BEGIN INFORMATION SHOWN
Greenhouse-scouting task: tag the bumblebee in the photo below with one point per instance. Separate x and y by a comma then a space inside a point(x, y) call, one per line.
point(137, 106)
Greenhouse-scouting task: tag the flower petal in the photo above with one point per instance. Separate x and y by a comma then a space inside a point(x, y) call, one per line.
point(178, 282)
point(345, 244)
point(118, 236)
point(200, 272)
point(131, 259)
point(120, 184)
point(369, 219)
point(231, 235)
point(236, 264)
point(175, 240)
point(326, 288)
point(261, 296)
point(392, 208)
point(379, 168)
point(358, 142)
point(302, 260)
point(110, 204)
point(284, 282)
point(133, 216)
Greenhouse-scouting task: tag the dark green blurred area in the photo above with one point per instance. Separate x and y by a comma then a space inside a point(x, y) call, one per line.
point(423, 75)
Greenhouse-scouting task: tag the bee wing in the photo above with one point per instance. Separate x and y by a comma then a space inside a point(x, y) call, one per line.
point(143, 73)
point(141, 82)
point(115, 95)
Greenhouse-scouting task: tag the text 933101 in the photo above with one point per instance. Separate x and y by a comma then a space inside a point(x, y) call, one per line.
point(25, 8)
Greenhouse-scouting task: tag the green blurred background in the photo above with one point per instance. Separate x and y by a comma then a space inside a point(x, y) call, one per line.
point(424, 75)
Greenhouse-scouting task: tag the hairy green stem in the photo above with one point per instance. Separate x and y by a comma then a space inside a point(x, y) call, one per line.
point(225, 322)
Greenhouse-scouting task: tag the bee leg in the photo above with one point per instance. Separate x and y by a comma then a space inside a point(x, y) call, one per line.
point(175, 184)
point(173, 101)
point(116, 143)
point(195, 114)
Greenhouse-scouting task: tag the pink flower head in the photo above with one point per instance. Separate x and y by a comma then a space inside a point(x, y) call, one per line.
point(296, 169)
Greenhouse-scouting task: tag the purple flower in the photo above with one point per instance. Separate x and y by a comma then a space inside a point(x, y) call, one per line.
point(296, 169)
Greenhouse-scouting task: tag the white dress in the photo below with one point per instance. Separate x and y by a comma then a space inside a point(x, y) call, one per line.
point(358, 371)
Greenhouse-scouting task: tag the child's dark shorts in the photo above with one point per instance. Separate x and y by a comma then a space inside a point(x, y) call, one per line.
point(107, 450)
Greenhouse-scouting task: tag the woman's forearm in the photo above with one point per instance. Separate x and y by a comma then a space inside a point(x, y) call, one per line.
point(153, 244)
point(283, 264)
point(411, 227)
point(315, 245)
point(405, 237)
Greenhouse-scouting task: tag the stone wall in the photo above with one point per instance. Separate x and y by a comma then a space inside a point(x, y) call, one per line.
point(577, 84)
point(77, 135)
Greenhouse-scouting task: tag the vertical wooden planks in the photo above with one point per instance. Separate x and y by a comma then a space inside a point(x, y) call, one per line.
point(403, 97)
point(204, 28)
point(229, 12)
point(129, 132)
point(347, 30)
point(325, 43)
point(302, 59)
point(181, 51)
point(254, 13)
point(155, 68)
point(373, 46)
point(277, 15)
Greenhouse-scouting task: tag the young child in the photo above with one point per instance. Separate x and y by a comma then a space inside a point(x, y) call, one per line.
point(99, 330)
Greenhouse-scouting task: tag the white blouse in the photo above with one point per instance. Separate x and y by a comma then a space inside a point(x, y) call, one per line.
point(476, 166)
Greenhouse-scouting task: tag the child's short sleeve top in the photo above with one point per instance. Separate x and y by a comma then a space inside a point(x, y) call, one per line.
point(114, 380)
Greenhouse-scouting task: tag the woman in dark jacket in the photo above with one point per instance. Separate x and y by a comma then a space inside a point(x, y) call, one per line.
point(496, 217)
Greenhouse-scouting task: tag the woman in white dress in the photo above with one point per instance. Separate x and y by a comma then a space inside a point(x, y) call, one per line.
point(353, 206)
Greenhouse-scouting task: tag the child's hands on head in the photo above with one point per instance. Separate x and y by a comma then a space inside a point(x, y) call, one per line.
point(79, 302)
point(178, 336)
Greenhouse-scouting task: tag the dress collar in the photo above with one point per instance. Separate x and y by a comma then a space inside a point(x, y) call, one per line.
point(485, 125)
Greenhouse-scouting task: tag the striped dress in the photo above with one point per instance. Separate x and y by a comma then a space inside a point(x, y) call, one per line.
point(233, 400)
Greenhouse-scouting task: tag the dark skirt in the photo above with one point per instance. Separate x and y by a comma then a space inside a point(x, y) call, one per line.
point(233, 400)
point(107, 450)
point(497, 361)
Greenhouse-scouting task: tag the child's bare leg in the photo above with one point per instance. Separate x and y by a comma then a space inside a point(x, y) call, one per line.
END INFORMATION SHOWN
## EXERCISE TASK
Render all of the data above as a Markdown table with two columns, Index and Entry: give each line its row number under Index and the line itself under Entry, leaving out blank lines.

## SOLUTION
| Index | Entry |
|---|---|
| 1 | Greenhouse-scouting task: tag the bumblebee in the photo below with one point per instance. Separate x and y by a comma then a space inside a point(x, y) call, one per line. |
| 2 | point(137, 106) |
| 3 | Greenhouse-scouting task: tag the flower petal in the photo above with one point per instance. Separate x and y by a comma then a space inside a point(x, y) call, one per line. |
| 4 | point(178, 282) |
| 5 | point(345, 244) |
| 6 | point(118, 236) |
| 7 | point(200, 272) |
| 8 | point(131, 259) |
| 9 | point(120, 184) |
| 10 | point(369, 219) |
| 11 | point(231, 235) |
| 12 | point(236, 264) |
| 13 | point(175, 240) |
| 14 | point(326, 288) |
| 15 | point(261, 296) |
| 16 | point(392, 208) |
| 17 | point(379, 168) |
| 18 | point(358, 142) |
| 19 | point(302, 260) |
| 20 | point(110, 204) |
| 21 | point(284, 282) |
| 22 | point(133, 216) |
| 23 | Greenhouse-scouting task: tag the dark green blurred area in the photo above with one point per instance. Separate x and y by a comma then a space inside a point(x, y) call, one per line. |
| 24 | point(423, 75) |
| 25 | Greenhouse-scouting task: tag the bee wing in the photo above with one point per instance. Separate x and y by a comma then a space inside a point(x, y) call, one per line. |
| 26 | point(143, 73) |
| 27 | point(141, 82) |
| 28 | point(115, 95) |
| 29 | Greenhouse-scouting task: tag the text 933101 in the photo above with one point per instance. Separate x and y by a comma then a space inside a point(x, y) call, one per line. |
| 30 | point(25, 8) |
| 31 | Greenhouse-scouting task: tag the green blurred background in the photo above with one point per instance. Separate x and y by a comma then a space inside a point(x, y) call, one per line. |
| 32 | point(424, 75) |
| 33 | Greenhouse-scouting task: tag the hairy green stem in the photo above with one point per instance. Separate x and y by a comma then a space inside a point(x, y) call, one per line. |
| 34 | point(225, 322) |
| 35 | Greenhouse-scouting task: tag the bee leg in the photo above with one point per instance. Separate x and y by a comma then a space inside a point(x, y) call, one per line. |
| 36 | point(175, 184) |
| 37 | point(173, 101) |
| 38 | point(116, 143) |
| 39 | point(195, 114) |
| 40 | Greenhouse-scouting task: tag the pink flower head in the photo above with one point per instance. Separate x and y by a comma then a space inside a point(x, y) call, one per line. |
| 41 | point(296, 169) |
| 42 | Greenhouse-scouting task: tag the purple flower in the photo above with one point per instance. Separate x and y by a comma then a space inside a point(x, y) call, one per line. |
| 43 | point(296, 169) |
| 44 | Greenhouse-scouting task: tag the white dress in the photo below with one point per instance. Separate x and y by a comma then a space inside a point(x, y) call, one per line. |
| 45 | point(358, 371) |
| 46 | Greenhouse-scouting task: tag the child's dark shorts in the photo above with one point per instance. Separate x and y by a comma then a space inside a point(x, y) call, one per line. |
| 47 | point(107, 450) |
| 48 | Greenhouse-scouting task: tag the woman's forearm in the photo above with one point per instance. Separate x and y by a comma then a space inside a point(x, y) call, one per line. |
| 49 | point(153, 244) |
| 50 | point(283, 264) |
| 51 | point(411, 227) |
| 52 | point(315, 245) |
| 53 | point(405, 237) |
| 54 | Greenhouse-scouting task: tag the stone wall in the photo above with one point per instance. Separate x and y by a comma then a space inside a point(x, y) call, one per line. |
| 55 | point(577, 84) |
| 56 | point(77, 135) |
| 57 | Greenhouse-scouting task: tag the vertical wooden planks in the photo above with one point per instance. Separate x and y by a comma then a space inside a point(x, y) call, one per line. |
| 58 | point(403, 97) |
| 59 | point(204, 28) |
| 60 | point(229, 12) |
| 61 | point(129, 132) |
| 62 | point(347, 30) |
| 63 | point(325, 43) |
| 64 | point(302, 59) |
| 65 | point(181, 51) |
| 66 | point(254, 13) |
| 67 | point(155, 68) |
| 68 | point(373, 46) |
| 69 | point(277, 15) |
| 70 | Greenhouse-scouting task: tag the young child in the photo above with one point per instance. Separate x and y by a comma then a space inside a point(x, y) call, one per line. |
| 71 | point(99, 330) |
| 72 | Greenhouse-scouting task: tag the white blouse in the photo above with one point per instance. Separate x and y by a comma then a space inside a point(x, y) call, one per line. |
| 73 | point(476, 166) |
| 74 | Greenhouse-scouting task: tag the child's short sleeve top in the photo above with one point per instance. Separate x and y by a comma then a space inside a point(x, y) call, one per line. |
| 75 | point(114, 380) |
| 76 | Greenhouse-scouting task: tag the woman in dark jacket in the photo above with one point per instance. Separate x and y by a comma then a space inside a point(x, y) call, one per line. |
| 77 | point(496, 217) |
| 78 | Greenhouse-scouting task: tag the woman in white dress in the photo above with one point per instance. Separate x and y by a comma then a space inside a point(x, y) call, one per line. |
| 79 | point(353, 206) |
| 80 | Greenhouse-scouting task: tag the child's hands on head in the photo above with one point per instance. Separate x and y by a comma then a space inside a point(x, y) call, one per line. |
| 81 | point(79, 302) |
| 82 | point(178, 336) |
| 83 | Greenhouse-scouting task: tag the dress collar in the photo above with one point per instance. Separate x and y by a comma then a space inside a point(x, y) call, one per line. |
| 84 | point(485, 125) |
| 85 | Greenhouse-scouting task: tag the striped dress in the photo above with one point per instance. Separate x and y by a comma then a space inside a point(x, y) call, one per line. |
| 86 | point(233, 400) |
| 87 | Greenhouse-scouting task: tag the dark skirt in the photo above with one point per instance. Separate x and y by a comma then a space inside a point(x, y) call, one per line. |
| 88 | point(233, 400) |
| 89 | point(107, 450) |
| 90 | point(497, 361) |
| 91 | Greenhouse-scouting task: tag the child's bare leg in the photo above with one point per instance. Separate x and y by a comma then a space inside a point(x, y) call, one per line. |